_Exercise objective_
Copy out verbatim the lines of the material below, from the line holding "of the baseball" through the end of the material, inclusive.
** START OF Material for this exercise **
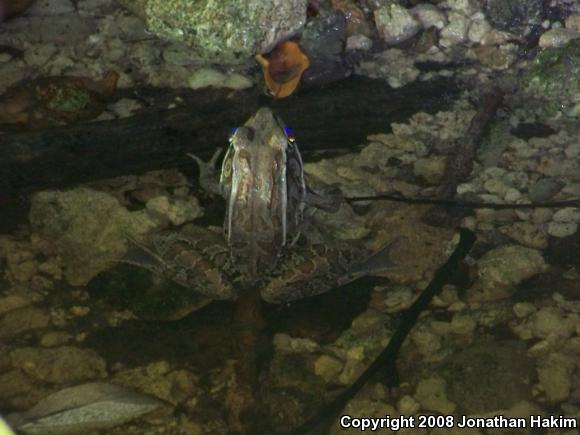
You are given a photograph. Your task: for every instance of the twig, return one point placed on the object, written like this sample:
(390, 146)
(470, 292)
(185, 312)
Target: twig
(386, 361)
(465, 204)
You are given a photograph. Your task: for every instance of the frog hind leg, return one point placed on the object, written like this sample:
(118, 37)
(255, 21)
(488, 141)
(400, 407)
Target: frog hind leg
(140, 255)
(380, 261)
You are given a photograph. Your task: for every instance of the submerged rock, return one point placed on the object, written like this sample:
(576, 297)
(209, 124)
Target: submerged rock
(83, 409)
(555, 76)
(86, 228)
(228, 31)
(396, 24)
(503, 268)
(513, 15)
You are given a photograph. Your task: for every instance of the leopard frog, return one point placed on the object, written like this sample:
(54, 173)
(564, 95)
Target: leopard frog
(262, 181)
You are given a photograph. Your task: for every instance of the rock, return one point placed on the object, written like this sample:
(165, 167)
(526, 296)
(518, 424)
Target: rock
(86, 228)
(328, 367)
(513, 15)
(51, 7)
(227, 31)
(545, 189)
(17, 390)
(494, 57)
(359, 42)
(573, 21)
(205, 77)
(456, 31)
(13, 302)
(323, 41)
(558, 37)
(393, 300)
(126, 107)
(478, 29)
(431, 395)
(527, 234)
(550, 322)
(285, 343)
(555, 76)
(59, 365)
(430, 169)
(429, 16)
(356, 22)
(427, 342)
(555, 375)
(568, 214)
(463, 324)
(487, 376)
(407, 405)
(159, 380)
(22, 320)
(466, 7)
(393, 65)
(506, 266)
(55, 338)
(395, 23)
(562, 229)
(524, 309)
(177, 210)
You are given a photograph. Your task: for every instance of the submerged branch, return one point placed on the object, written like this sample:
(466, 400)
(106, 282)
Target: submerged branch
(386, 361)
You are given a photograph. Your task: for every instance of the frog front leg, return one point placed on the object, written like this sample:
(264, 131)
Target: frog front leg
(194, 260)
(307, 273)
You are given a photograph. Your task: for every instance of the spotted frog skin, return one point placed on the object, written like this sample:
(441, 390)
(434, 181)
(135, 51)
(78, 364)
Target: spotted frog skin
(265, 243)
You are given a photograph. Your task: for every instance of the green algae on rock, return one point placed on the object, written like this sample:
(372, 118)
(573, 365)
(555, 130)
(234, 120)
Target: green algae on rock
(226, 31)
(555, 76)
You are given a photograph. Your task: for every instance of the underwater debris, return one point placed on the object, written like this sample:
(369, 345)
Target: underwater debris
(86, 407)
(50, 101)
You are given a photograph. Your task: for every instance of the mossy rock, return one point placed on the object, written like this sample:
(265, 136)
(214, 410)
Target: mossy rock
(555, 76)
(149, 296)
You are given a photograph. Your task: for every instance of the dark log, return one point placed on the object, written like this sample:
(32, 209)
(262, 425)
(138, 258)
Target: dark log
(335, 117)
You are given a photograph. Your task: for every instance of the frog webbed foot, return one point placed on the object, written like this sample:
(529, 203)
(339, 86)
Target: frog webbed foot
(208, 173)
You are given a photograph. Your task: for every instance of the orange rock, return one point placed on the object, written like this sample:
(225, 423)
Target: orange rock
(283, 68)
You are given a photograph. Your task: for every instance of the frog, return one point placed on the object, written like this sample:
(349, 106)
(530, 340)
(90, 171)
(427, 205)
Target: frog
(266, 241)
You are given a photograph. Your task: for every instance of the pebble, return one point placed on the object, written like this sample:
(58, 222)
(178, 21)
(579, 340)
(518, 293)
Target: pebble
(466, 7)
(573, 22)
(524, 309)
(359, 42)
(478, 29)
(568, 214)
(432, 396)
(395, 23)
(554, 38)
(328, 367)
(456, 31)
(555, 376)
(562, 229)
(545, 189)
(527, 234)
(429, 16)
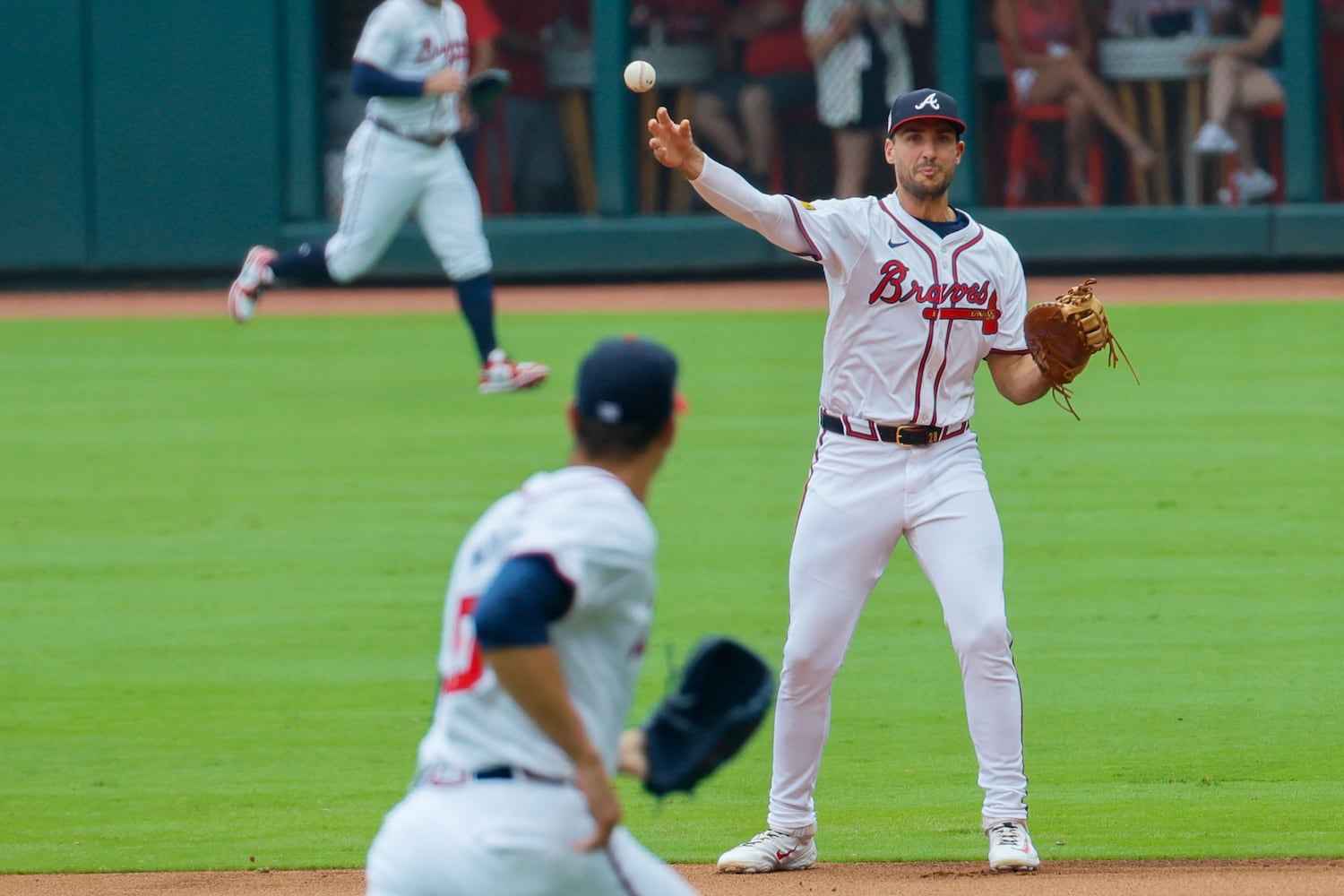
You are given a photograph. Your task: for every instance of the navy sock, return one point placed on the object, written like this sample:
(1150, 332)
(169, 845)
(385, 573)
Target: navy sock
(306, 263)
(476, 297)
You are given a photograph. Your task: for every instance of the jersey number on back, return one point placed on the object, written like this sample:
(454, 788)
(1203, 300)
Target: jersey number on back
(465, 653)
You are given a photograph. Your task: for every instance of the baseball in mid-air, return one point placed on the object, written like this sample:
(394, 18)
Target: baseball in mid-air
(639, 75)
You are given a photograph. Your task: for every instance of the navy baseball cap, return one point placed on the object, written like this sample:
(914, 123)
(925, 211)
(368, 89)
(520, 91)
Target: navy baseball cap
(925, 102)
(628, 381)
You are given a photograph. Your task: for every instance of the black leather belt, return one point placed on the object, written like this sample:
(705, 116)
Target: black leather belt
** END OF Material for this exercise **
_Exercise result_
You are given a photograph. Your task: for every instance of the baseball in mid-air, return one point placed on the object, written like this sample:
(394, 18)
Target: baseball in mid-air
(639, 75)
You are given a photograph. Your task: for every instance of the navy baseball cap, return one point placed on the object, written like this sample:
(914, 123)
(925, 211)
(368, 89)
(520, 91)
Target: navy baseball cap
(925, 102)
(628, 381)
You are given a photograph. Your task: for every instance of the black leather belt, return one point placed on the object, written like this sample:
(705, 116)
Target: black leather belt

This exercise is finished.